- _WHAT THE TASK ASKS_: Summarize the post about the poster's aunt and uncle below in two sentences.

- _READING PASSAGE_:
····················

By Old_Committee_5156 • Score: 1 • April 10, 2025 12:21 AM
Dear Reddit, this tea appears to have come out of a tacky soap opera and kicked me in the shin.
My dad’s side of the family is a little messed up. They are from a small town, and everyone knows everything about everyone. Not joking. Anywho…
A couple of years ago, my aunt Amy had to get surgery and due to a horrible reaction to the anaesthesia and due to medical negligence, she wound up brain-dead in a vegetative state. We (parents, sister 22 and me 26) were made aware as soon as complications started, dropped everything and rushed to the hospital to support my 3 cousins (all girls: 27, 24, 22) and uncle through what was happening… a horrible thing for anybody, it changed my cousins’ lives forever.
…
They were going to decide what to do about my aunt, but the doctors were fidgeting around the brain-dead subject since it was their fault; my uncle deluded himself into thinking he could solve it with experimental or new treatment. Back then, it seemed as though my uncle was in denial about losing my aunt, so we let it be when he decided he would take his wife home. He set up the guest room as an ICU, hired nurses and set everything he thought they’d need.
It was all very heartbreaking… until it wasn’t.
It took a couple of months, but dear Uncle Brad (60) started bringing his GF Brenda (43) into his home. My cousins live in my city, so it was just him and aunt at home…yes, same aunt he’s insisted on keeping alive in the guest room…
It turns out that he had been cheating for years, and my aunt knew, but my cousins did not. I think we can all agree that the action of bringing a mistress into a house with the wife in that state is disgusting.
As if he had gotten rid of the need to pretend to hide anymore, he started bringing “the woman” (nicer than my cousins put it) into the house, which crossed a line with the housekeeper (a woman saved from a bad family situation by my aunt) and so she snitched HARD. So, my cousins were then told by the nurses and the housekeeper that he’d been very freely going out with her immediately since the accident and the degree of the situation was made aware to everybody. Apparently, the whole town knew about the cheating; this was confirmed by THE group of old ladies that are like the town bosses (friends of my grandma).
A little context about Brenda: she is divorced with 2 boys (25, 22), she was very aware that my uncle was married, she owns a couple of shops in the town (is self-sufficient and doesn’t rely on uncle or anything), and she is polite, but every so often victimises herself over my cousins treatment of her to either garner pity or get her way.

····················

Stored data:
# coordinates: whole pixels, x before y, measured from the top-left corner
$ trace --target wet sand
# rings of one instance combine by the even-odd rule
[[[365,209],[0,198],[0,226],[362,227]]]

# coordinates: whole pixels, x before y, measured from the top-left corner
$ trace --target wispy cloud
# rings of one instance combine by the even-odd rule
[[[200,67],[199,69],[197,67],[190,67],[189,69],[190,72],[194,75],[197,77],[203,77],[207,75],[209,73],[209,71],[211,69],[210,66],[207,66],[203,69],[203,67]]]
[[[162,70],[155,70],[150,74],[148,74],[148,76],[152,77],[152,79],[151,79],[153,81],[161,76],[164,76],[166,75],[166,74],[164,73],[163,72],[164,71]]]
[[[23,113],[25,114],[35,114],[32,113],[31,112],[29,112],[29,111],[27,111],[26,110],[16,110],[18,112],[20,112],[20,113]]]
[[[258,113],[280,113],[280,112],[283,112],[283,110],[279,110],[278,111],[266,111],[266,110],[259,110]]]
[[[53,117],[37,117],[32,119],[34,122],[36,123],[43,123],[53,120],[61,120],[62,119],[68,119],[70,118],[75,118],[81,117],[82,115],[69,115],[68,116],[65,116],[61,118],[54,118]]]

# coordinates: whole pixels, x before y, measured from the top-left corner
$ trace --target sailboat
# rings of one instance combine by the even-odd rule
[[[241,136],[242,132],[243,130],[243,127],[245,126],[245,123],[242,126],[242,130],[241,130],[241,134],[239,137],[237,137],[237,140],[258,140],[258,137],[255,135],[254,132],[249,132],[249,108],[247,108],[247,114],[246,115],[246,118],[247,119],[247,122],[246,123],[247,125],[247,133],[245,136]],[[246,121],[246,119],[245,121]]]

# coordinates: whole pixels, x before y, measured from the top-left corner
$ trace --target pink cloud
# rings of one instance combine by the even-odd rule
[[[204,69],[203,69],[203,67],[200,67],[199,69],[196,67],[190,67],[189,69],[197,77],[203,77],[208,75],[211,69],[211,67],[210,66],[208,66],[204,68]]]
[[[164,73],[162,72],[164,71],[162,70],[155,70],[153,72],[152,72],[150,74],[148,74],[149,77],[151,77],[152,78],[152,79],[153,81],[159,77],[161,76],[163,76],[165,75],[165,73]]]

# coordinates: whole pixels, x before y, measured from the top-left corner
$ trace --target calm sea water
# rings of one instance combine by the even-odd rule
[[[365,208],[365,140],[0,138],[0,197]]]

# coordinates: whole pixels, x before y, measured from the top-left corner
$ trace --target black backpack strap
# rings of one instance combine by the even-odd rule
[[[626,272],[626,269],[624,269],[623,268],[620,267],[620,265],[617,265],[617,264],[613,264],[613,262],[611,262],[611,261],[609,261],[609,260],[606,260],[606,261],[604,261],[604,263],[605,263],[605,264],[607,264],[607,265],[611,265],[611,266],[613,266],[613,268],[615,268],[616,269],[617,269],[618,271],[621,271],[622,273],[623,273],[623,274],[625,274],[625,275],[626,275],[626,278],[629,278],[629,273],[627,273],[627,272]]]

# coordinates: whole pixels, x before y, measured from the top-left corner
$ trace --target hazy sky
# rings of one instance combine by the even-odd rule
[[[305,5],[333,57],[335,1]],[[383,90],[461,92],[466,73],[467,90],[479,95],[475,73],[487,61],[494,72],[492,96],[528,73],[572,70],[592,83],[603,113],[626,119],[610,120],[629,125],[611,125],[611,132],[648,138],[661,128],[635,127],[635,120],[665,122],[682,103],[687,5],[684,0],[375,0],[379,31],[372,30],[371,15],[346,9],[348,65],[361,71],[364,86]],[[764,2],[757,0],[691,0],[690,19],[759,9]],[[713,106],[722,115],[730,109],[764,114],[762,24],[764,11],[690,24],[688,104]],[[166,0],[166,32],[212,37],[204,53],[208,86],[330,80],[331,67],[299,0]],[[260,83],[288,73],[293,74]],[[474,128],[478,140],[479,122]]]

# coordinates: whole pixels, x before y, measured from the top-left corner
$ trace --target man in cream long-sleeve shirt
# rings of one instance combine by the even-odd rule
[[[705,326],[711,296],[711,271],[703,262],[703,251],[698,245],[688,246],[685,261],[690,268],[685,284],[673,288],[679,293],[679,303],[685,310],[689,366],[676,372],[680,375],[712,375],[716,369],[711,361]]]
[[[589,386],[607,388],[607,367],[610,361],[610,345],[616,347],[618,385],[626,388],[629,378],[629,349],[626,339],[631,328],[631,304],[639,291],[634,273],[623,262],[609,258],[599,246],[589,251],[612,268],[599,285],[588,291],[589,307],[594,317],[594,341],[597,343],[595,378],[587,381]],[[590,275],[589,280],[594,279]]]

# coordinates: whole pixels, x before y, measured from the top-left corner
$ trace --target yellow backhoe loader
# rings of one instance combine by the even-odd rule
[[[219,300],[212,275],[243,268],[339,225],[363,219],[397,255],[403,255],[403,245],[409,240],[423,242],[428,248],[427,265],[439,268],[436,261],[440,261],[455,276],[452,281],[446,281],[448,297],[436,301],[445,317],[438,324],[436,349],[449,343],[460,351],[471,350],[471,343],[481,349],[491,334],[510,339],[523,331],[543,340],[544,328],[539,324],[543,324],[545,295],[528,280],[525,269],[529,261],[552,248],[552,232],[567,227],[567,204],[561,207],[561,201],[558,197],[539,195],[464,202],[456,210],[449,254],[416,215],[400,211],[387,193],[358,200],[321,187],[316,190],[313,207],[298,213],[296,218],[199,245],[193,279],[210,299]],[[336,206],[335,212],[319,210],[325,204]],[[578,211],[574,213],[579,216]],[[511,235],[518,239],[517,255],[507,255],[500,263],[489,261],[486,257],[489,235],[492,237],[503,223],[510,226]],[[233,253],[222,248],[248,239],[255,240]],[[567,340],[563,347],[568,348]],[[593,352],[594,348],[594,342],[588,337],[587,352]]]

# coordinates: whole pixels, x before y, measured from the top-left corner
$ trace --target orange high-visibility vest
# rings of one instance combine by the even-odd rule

····················

- _SOLUTION FOR THIS PROBLEM_: After a bad reaction to anesthesia and medical negligence left the poster's aunt Amy brain-dead, her husband Brad took her home and turned the guest room into an ICU with hired nurses. Within a couple of months he began bringing his girlfriend Brenda into the house, and the cousins then learned from the nurses and the housekeeper that he had been seeing her freely since the accident, while it turned out he had been cheating for years, which the aunt and the whole town already knew.